→ **WORK INSTRUCTION**
Reproduce the Hutchins Roundup page excerpt below word for word, from start to finish.

→ **PAGE EXCERPT**
Sections

Commentary

Hutchins Roundup: Education reform, fair pricing regulations, and more

Massive economic gains to be had from educational reforms

Eric A. Hanushek of Stanford University and Jens Ruhose and Ludger Woessmann of the University of Munich find that implementing educational reforms that would raise each state’s achievement level to that of the highest performing state (Minnesota) would increase aggregate U.S. GDP by nearly $76 trillion dollars over the next 80 years. The authors note that, because workers are highly mobile, states have the largest incentive to implement these reforms when other states do so simultaneously.

Fair pricing regulations reduced amount of care provided to uninsured patients, but didn’t lead to worse outcomes

Using data from the Nationwide Inpatient Sample, Michael Batty of the Federal Reserve Board and Benedic Ippolito of the American Enterprise Institute find that state laws that limit how much hospitals can charge uninsured patients in the 2000s led to a significant reduction in the average length of stay and charges per stay for the uninsured patients, but had no impact on length of stay for insured patients. Importantly, these regulations did not lead to worse health outcomes for uninsured patients.  The authors view these results as strong evidence that hospitals actively respond to changing financial incentives.

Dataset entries

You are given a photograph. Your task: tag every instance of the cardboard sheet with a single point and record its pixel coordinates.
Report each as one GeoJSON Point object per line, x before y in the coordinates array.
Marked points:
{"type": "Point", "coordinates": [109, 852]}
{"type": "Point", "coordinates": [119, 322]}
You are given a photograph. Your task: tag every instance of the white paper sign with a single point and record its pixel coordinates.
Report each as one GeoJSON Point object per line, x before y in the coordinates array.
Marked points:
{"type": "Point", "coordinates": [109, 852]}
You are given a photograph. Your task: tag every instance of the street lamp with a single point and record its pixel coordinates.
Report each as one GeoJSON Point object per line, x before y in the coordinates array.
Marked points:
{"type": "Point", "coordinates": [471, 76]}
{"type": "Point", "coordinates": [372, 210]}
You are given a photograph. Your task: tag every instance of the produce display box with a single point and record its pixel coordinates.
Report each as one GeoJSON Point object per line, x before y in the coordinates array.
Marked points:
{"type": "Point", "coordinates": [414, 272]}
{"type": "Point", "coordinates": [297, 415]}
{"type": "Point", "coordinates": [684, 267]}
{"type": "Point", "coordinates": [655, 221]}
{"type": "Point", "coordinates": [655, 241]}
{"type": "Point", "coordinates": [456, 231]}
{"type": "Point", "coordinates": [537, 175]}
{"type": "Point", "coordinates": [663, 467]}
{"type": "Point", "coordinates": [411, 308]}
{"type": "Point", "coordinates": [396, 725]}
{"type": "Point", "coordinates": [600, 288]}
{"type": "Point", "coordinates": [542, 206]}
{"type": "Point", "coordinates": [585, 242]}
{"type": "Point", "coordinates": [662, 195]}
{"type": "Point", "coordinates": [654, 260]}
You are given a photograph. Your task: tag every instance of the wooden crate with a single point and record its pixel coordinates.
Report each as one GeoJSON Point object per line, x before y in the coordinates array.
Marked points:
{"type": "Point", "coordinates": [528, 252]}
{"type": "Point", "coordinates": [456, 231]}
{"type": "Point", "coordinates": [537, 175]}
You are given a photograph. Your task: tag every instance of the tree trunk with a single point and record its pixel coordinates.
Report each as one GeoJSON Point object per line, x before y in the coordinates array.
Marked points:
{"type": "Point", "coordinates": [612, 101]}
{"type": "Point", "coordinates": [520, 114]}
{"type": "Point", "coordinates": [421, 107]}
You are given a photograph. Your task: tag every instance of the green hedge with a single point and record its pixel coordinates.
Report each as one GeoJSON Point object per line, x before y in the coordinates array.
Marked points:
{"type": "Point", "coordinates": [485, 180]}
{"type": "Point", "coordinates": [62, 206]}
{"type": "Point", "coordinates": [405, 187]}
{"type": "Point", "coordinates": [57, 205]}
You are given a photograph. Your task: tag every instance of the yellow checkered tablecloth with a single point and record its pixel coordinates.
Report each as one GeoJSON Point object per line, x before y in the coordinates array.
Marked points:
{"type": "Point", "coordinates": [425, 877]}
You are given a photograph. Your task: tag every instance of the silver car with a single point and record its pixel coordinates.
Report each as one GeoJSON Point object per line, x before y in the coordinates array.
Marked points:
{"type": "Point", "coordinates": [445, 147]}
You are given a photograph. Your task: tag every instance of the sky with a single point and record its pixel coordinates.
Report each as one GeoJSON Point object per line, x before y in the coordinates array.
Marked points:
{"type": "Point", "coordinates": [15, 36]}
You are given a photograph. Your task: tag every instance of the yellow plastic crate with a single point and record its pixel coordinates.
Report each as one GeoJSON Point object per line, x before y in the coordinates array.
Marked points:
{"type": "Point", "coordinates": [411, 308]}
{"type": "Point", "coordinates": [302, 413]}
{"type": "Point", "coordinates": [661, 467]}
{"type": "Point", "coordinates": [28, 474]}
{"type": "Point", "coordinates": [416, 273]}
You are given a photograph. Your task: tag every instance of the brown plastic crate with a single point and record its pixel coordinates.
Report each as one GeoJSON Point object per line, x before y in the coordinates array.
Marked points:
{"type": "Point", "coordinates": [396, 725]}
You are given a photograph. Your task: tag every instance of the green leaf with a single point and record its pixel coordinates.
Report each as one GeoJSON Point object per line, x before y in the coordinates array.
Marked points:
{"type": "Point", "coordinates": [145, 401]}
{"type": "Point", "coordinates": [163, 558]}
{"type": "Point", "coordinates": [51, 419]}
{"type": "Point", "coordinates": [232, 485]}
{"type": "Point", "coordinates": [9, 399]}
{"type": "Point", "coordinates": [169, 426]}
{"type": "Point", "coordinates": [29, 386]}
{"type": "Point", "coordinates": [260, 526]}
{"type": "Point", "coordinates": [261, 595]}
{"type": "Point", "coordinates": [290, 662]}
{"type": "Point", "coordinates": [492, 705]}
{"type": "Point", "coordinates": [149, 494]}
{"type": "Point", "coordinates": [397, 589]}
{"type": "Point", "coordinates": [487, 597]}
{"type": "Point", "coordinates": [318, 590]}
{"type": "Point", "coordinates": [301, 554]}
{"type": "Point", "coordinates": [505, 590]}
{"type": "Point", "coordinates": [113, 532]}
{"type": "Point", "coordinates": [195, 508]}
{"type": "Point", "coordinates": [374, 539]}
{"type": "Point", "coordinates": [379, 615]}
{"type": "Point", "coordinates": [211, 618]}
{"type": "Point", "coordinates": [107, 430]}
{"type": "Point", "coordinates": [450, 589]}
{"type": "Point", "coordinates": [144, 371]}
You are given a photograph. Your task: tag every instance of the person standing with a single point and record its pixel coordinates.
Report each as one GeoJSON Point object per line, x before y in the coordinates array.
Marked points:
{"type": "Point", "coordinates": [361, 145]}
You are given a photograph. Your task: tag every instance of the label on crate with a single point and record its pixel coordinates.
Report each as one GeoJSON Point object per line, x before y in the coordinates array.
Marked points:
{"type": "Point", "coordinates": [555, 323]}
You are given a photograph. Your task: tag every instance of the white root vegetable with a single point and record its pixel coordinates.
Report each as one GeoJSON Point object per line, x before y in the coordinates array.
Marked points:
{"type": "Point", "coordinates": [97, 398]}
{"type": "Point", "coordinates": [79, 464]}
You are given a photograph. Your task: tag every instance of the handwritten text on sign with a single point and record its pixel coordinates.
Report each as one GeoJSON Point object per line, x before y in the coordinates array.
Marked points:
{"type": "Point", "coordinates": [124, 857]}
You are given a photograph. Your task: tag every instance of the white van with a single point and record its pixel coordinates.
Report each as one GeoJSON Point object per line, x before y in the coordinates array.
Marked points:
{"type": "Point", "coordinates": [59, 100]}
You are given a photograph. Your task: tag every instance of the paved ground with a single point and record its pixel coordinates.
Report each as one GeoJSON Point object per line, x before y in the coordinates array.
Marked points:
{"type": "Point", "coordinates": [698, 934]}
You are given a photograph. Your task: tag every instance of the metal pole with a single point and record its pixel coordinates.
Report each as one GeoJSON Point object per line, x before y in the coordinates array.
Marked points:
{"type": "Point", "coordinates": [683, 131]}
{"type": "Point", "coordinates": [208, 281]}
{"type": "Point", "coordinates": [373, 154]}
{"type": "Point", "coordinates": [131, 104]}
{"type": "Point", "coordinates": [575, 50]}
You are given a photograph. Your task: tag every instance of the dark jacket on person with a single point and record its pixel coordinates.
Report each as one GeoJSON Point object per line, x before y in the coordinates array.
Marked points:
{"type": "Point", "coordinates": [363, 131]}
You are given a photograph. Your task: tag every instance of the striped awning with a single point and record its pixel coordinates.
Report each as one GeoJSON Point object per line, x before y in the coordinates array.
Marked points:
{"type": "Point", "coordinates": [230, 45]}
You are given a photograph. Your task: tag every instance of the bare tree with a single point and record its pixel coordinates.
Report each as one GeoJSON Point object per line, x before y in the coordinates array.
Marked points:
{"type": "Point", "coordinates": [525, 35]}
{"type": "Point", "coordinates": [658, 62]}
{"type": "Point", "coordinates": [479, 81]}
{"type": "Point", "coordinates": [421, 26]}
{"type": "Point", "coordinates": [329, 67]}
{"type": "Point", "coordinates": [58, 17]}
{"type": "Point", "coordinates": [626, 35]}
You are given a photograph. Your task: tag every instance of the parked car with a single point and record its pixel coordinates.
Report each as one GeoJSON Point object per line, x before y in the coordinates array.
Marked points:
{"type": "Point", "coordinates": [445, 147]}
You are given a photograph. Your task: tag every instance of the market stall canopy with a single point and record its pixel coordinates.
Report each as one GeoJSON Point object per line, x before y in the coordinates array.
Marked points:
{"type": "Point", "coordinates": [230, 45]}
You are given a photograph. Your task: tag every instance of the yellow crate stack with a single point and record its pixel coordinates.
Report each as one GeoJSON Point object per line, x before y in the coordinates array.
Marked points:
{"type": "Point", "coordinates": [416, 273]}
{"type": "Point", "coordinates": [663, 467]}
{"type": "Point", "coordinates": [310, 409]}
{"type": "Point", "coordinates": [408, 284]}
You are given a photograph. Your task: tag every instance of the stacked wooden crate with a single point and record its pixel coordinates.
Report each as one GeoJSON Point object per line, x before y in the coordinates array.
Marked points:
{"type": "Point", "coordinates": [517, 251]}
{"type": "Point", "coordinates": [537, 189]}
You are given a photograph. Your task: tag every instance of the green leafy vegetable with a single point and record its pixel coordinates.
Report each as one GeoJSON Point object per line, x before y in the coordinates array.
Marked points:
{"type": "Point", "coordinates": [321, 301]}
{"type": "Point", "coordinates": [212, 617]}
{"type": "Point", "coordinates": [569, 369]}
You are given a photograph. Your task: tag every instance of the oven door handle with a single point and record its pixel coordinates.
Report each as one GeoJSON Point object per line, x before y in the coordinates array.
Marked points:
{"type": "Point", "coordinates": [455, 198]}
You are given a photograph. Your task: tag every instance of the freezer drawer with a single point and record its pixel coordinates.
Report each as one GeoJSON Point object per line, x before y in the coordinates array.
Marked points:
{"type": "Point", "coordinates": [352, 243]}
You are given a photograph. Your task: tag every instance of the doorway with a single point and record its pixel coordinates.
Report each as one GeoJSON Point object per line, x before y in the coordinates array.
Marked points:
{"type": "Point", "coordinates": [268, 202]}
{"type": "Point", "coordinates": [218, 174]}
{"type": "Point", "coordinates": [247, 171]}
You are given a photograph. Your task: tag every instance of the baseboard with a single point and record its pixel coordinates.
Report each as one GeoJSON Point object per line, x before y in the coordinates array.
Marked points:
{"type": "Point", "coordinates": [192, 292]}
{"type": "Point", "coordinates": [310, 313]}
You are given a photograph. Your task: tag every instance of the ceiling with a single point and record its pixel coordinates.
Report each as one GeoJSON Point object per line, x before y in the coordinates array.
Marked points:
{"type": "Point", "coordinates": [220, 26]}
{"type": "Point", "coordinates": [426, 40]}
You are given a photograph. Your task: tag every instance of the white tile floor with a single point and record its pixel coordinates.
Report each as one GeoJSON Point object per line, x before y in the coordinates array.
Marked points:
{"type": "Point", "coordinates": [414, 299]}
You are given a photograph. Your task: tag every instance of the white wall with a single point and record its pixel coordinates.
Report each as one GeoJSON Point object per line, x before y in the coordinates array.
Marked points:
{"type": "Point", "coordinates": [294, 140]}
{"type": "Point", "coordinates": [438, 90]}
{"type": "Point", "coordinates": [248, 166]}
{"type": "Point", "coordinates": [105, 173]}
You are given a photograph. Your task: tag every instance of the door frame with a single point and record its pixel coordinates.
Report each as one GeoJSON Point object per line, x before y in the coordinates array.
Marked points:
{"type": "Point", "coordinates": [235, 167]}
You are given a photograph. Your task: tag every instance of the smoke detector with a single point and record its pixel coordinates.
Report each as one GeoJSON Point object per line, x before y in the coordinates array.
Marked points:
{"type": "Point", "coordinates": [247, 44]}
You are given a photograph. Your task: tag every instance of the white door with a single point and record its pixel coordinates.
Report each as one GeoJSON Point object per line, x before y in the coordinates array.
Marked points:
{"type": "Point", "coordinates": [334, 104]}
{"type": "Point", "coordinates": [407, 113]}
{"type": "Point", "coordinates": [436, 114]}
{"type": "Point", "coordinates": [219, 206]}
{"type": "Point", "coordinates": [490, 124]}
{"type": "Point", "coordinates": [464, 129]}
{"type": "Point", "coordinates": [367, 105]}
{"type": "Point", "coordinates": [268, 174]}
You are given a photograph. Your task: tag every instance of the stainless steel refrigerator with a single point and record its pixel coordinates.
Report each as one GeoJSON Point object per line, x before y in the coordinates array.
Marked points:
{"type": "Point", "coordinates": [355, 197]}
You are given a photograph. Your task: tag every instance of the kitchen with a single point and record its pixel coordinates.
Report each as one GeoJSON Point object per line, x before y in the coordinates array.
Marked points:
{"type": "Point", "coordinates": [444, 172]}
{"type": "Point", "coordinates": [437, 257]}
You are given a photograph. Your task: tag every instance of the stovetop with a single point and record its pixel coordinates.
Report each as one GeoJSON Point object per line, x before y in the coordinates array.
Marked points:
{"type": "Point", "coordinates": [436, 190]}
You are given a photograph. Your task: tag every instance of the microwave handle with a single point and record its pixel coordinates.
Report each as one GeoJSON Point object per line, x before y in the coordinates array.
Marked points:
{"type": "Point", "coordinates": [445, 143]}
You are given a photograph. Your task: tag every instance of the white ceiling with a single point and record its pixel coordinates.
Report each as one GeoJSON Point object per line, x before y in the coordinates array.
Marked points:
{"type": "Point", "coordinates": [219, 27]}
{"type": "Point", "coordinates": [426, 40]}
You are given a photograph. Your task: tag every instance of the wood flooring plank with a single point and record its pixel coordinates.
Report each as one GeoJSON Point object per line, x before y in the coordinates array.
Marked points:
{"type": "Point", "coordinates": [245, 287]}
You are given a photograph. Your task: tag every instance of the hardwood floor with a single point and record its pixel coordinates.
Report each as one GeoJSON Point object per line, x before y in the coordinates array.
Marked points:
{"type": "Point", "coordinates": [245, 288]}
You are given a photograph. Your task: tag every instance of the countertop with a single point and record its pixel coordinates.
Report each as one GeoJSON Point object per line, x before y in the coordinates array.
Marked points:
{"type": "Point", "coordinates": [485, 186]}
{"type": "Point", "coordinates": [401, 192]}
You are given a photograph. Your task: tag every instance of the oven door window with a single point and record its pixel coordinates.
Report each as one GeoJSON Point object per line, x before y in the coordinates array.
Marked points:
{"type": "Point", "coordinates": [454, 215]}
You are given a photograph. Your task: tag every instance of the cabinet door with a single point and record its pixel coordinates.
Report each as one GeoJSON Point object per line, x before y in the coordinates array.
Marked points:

→ **SOLUTION FOR THIS EXERCISE**
Sections

Commentary

Hutchins Roundup: Education reform, fair pricing regulations, and more

Massive economic gains to be had from educational reforms

Eric A. Hanushek of Stanford University and Jens Ruhose and Ludger Woessmann of the University of Munich find that implementing educational reforms that would raise each state’s achievement level to that of the highest performing state (Minnesota) would increase aggregate U.S. GDP by nearly $76 trillion dollars over the next 80 years. The authors note that, because workers are highly mobile, states have the largest incentive to implement these reforms when other states do so simultaneously.

Fair pricing regulations reduced amount of care provided to uninsured patients, but didn’t lead to worse outcomes

Using data from the Nationwide Inpatient Sample, Michael Batty of the Federal Reserve Board and Benedic Ippolito of the American Enterprise Institute find that state laws that limit how much hospitals can charge uninsured patients in the 2000s led to a significant reduction in the average length of stay and charges per stay for the uninsured patients, but had no impact on length of stay for insured patients. Importantly, these regulations did not lead to worse health outcomes for uninsured patients.  The authors view these results as strong evidence that hospitals actively respond to changing financial incentives.